Exercise material:
[Start of Attachment]

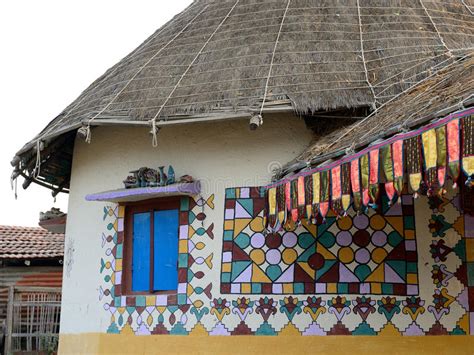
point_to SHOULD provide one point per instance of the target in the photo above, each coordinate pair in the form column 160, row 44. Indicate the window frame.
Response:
column 152, row 205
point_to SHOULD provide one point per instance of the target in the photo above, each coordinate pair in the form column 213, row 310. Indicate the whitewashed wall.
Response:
column 221, row 155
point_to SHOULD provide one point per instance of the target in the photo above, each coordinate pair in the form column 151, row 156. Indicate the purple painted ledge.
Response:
column 145, row 193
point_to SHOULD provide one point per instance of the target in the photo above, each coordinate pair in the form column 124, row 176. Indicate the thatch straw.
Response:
column 318, row 61
column 447, row 91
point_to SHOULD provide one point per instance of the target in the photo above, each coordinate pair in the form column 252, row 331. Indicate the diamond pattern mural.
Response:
column 372, row 253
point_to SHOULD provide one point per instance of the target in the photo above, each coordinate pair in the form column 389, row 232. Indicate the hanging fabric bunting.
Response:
column 454, row 150
column 427, row 155
column 413, row 163
column 387, row 167
column 294, row 200
column 374, row 175
column 301, row 198
column 281, row 204
column 468, row 149
column 308, row 190
column 364, row 178
column 316, row 179
column 398, row 166
column 336, row 190
column 430, row 153
column 346, row 187
column 441, row 156
column 272, row 209
column 355, row 182
column 324, row 200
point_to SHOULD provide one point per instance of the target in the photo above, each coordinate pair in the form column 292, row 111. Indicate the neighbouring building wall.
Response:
column 401, row 270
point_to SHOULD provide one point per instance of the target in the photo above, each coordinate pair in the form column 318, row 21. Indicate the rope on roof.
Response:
column 271, row 63
column 129, row 57
column 467, row 7
column 153, row 120
column 88, row 134
column 374, row 105
column 436, row 28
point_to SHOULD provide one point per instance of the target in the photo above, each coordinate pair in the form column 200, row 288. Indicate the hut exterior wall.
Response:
column 416, row 255
column 220, row 155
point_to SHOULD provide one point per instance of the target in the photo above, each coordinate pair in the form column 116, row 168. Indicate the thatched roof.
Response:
column 221, row 58
column 446, row 91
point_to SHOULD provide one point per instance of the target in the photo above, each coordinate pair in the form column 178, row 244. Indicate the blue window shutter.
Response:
column 141, row 252
column 165, row 275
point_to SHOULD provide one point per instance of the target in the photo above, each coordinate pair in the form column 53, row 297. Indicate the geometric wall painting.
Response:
column 373, row 253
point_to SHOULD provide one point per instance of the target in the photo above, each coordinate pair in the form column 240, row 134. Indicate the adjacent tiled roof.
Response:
column 30, row 243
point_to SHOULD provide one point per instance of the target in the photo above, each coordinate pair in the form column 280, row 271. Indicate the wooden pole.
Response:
column 8, row 338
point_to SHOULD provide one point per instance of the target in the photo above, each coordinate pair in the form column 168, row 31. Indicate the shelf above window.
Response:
column 146, row 193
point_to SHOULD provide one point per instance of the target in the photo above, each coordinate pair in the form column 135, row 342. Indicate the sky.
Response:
column 51, row 50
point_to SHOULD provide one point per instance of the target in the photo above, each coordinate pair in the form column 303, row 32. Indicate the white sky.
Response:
column 51, row 50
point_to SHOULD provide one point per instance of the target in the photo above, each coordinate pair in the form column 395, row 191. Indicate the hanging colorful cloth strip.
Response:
column 374, row 175
column 324, row 204
column 301, row 198
column 336, row 190
column 468, row 149
column 272, row 208
column 454, row 150
column 346, row 187
column 430, row 152
column 308, row 189
column 364, row 178
column 441, row 156
column 398, row 166
column 355, row 182
column 387, row 168
column 281, row 204
column 413, row 163
column 316, row 179
column 294, row 200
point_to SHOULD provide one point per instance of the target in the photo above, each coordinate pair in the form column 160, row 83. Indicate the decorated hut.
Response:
column 286, row 168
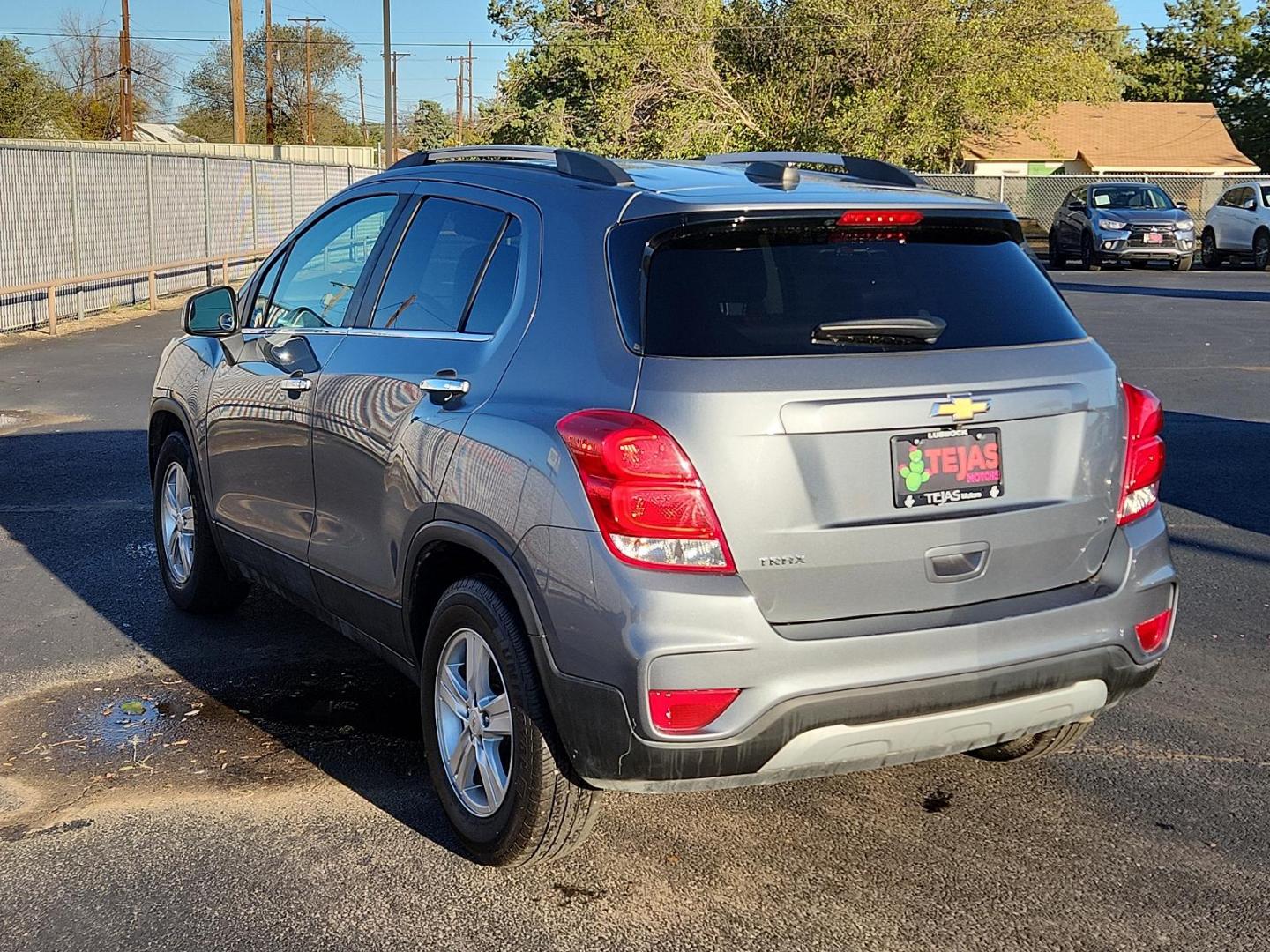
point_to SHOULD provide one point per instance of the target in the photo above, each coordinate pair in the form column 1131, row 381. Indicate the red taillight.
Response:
column 1145, row 455
column 1154, row 631
column 686, row 711
column 879, row 217
column 648, row 501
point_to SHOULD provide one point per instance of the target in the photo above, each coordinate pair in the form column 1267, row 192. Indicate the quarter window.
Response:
column 325, row 263
column 446, row 250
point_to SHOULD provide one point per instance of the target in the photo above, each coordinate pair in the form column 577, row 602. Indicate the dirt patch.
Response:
column 146, row 739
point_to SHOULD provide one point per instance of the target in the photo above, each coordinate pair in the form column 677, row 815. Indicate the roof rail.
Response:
column 852, row 165
column 571, row 163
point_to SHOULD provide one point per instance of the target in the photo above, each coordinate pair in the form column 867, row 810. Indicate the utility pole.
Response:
column 470, row 83
column 395, row 57
column 268, row 72
column 309, row 72
column 238, row 74
column 124, row 77
column 361, row 100
column 389, row 101
column 459, row 95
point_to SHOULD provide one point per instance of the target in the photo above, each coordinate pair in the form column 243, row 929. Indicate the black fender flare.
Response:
column 499, row 555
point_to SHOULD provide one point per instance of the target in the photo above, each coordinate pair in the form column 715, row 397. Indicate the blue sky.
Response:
column 429, row 29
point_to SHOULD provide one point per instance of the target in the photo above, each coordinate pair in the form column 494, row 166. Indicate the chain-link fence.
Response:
column 1038, row 197
column 70, row 213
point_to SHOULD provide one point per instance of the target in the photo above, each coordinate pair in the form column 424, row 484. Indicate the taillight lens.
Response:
column 648, row 501
column 1145, row 455
column 879, row 217
column 686, row 711
column 1154, row 631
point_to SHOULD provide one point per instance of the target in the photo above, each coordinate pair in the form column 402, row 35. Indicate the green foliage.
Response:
column 906, row 80
column 31, row 103
column 429, row 126
column 334, row 57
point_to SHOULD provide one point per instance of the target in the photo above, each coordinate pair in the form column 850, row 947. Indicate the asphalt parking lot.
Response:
column 279, row 801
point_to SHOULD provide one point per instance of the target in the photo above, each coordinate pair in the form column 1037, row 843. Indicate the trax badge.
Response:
column 960, row 406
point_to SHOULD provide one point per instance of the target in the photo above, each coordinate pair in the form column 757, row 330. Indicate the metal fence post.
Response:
column 153, row 290
column 75, row 240
column 207, row 222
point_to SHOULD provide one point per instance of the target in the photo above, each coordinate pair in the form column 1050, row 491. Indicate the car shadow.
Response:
column 79, row 502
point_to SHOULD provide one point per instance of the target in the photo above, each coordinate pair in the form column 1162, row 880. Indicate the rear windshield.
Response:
column 761, row 288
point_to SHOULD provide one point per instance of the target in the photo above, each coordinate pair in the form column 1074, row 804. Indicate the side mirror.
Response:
column 213, row 312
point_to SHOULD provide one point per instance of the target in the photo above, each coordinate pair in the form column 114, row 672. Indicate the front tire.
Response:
column 1033, row 746
column 488, row 736
column 192, row 570
column 1088, row 257
column 1209, row 256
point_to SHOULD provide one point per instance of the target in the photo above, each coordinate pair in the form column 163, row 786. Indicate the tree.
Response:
column 334, row 57
column 31, row 103
column 86, row 65
column 907, row 80
column 429, row 126
column 1195, row 57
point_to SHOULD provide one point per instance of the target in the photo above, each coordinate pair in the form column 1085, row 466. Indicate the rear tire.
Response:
column 1088, row 257
column 1033, row 746
column 1209, row 256
column 192, row 570
column 1056, row 251
column 1261, row 250
column 528, row 810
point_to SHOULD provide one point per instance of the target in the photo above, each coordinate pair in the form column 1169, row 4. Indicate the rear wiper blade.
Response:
column 880, row 331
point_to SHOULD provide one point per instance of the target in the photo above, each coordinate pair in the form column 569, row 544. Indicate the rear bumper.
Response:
column 848, row 730
column 632, row 631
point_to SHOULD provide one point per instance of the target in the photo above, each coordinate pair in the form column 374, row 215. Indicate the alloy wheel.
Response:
column 474, row 723
column 176, row 517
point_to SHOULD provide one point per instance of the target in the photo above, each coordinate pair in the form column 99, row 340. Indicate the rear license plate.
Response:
column 946, row 466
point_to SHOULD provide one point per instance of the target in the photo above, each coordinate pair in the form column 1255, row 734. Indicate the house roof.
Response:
column 1120, row 138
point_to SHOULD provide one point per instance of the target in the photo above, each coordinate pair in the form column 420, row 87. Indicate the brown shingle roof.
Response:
column 1122, row 136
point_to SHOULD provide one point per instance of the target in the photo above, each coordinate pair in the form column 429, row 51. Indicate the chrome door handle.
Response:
column 444, row 387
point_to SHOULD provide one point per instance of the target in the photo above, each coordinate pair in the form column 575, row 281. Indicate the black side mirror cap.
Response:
column 213, row 312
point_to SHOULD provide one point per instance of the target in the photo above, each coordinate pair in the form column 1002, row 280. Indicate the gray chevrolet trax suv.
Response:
column 672, row 475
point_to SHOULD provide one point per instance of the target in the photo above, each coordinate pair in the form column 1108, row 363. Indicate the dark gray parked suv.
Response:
column 663, row 476
column 1122, row 222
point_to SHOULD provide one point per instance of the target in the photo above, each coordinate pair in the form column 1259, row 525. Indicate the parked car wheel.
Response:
column 488, row 735
column 193, row 573
column 1208, row 253
column 1088, row 257
column 1056, row 251
column 1261, row 250
column 1033, row 746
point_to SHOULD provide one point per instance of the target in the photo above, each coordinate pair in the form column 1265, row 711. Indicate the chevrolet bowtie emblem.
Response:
column 960, row 406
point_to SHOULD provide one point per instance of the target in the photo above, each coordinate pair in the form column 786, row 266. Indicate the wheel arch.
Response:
column 167, row 417
column 444, row 551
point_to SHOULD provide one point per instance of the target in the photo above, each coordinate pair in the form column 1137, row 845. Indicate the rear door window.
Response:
column 442, row 256
column 761, row 288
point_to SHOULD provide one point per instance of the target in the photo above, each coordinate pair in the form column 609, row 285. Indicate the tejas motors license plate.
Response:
column 946, row 466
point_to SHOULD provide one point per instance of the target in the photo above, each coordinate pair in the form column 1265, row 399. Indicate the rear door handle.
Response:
column 444, row 389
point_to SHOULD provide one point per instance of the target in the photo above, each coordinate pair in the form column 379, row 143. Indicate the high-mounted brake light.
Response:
column 1145, row 455
column 644, row 492
column 686, row 711
column 879, row 217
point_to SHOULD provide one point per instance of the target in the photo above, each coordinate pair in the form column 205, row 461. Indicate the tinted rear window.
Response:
column 759, row 288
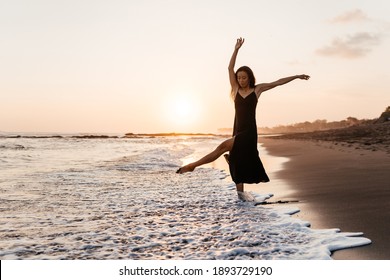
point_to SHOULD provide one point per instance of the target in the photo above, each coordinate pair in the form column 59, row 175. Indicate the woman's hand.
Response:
column 239, row 43
column 304, row 77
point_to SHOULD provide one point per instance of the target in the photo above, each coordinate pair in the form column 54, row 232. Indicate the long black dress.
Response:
column 244, row 162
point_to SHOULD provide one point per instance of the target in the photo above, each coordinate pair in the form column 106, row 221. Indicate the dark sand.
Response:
column 338, row 185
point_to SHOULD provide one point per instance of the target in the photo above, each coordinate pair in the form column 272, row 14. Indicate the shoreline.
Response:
column 337, row 187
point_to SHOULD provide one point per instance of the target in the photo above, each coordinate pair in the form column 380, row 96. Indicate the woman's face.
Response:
column 243, row 79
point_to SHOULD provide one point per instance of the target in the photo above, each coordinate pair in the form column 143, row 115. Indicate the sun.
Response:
column 183, row 108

[End of Attachment]

Brief: Find all lines holding the word "plate" in the records above and copy them.

Task solution:
point_to SHOULD provide one point per instance of the target in the photo above, each coordinate pair in the form column 99, row 340. Indicate the rear license plate.
point_to SHOULD provide one point per instance of the target in the photo above, each coordinate pair in the form column 609, row 285. Indicate the tejas motors license plate.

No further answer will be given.